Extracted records
-.-.-

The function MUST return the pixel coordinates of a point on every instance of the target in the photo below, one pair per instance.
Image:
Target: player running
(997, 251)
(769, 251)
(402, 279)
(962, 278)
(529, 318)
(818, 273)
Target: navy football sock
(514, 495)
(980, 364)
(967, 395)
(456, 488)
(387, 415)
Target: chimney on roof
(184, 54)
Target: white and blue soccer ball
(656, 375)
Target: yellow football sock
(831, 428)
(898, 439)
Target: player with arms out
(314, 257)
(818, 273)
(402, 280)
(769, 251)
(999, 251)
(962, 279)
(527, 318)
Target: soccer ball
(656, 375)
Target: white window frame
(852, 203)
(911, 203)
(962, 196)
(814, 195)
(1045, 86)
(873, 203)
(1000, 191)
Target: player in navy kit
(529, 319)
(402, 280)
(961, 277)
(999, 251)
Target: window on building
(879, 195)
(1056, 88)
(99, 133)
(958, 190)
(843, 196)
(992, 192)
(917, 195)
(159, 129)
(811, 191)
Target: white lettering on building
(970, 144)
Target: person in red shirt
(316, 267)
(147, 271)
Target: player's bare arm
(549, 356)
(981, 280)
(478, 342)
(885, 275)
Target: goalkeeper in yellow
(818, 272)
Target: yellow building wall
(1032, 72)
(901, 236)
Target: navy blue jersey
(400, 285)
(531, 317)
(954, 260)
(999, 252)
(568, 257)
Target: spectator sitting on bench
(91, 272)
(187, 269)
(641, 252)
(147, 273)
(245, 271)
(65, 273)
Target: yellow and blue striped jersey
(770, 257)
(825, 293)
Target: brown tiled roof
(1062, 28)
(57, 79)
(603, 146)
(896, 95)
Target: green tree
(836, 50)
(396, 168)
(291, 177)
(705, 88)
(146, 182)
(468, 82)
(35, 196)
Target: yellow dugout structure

-.-.-

# GOAL OF THE EXERCISE
Edit the entries from the line containing "Target: window on building" through the end of the entries, both ends included, so that "jersey" becomes "top" and nothing else changes, and return only those lines.

# SOLUTION
Target: window on building
(879, 195)
(1056, 88)
(99, 133)
(958, 190)
(843, 196)
(992, 192)
(917, 195)
(159, 129)
(811, 191)
Target: white lettering on building
(970, 144)
Target: person in red shirt
(316, 267)
(147, 271)
Target: player's bare arm
(549, 356)
(981, 280)
(478, 342)
(885, 275)
Target: goalkeeper in yellow
(818, 272)
Target: yellow building wall
(1032, 72)
(901, 236)
Target: navy blue top
(400, 285)
(531, 317)
(954, 260)
(999, 252)
(568, 257)
Target: spectator sitting on bench
(91, 272)
(187, 269)
(641, 252)
(147, 273)
(245, 271)
(65, 273)
Target: yellow and blue striped top
(770, 257)
(825, 293)
Target: brown tiled roof
(1062, 28)
(57, 79)
(603, 146)
(896, 95)
Target: green tree
(836, 50)
(396, 168)
(291, 177)
(705, 88)
(146, 182)
(468, 82)
(35, 196)
Target: yellow dugout structure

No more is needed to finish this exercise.